» Given task A
Please rewrite the paragraph of the play review that begins "Covering the entire ceiling" as a short bulleted list that keeps its main facts.
» Given task B
Answer these questions from the play review, one line each:
(i) Between which two years does the story move back and forth?
(ii) Who hung the gray tarpaulins over the stage?
(iii) Why is fish very expensive?

» Document extract
More often than no, the question of whether a reviewer is automatically tasked with making sense of the production he or she attends or is best confined to charting the territory presented, leaving the audience individually and collectively to find its/their own way. That’s the situation we confront with When the Rain Stops Falling, Andrew Bovell’s compelling, confusing new play. Firstly, it’s not just simply chronicling what takes place, where and when. Bovell ‘s characters and story “moves back and forth in time between 1959 and 2039…in London, England and Adelaide, Alice Springs, Ayers Rock and the Coorong in Australia”, none of it consecutively or linearly. We are also presented with the same characters at different ages, back and forth in their lives, sometimes simultaneously in time and place. The only constant over the eighty years of the play is the rain, which is to stop in 2039 with the end of the world. The accompanying gloom, however, is inconstant, in depth and severity. Just always there.

Covering the entire ceiling over the unique Newhouse stage, designer David Korins has hung many gray hued tarpaulins, like a sky full of rainy mammary clouds, some fitfully lit, some quite black over a polished wet looking complex of turn tables. A few furniture pieces, anonymous, signifying any place, every place, all of it invisible in the thunder and lightning of technical designers Fitz Patton and Tyler Micoleau’s spectacular thunderstorm which opens the play and the spectacular monologue Michael Siberry launches at us trying to explain his utterly miserable life shaken to the core by the impending visit of his son and when a huge fish falls from the sky, he sees omens. And food. Fish is very expensive, the oceans having been plundered of edible fish. There’s to be something for the two of them to eat after all.

» Rows
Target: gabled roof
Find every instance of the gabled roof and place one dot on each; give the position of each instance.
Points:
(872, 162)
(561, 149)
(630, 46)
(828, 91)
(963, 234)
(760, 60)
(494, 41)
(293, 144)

» Full solution A
- Designer David Korins has hung many gray tarpaulins across the whole ceiling over the Newhouse stage, like a sky of rain clouds, some fitfully lit and some quite black.
- Beneath them is a polished, wet-looking set of turntables with a few anonymous furniture pieces that could signify any place.
- The play opens with a spectacular thunderstorm by technical designers Fitz Patton and Tyler Micoleau.
- Michael Siberry then delivers a monologue about his miserable life, shaken by his son's impending visit.
- When a huge fish falls from the sky, he sees omens and also food.
- Fish is very expensive because the oceans have been plundered of edible fish, so there will be something for the two of them to eat.

» Full solution B
(i) 1959 and 2039.
(ii) Designer David Korins.
(iii) The oceans have been plundered of edible fish.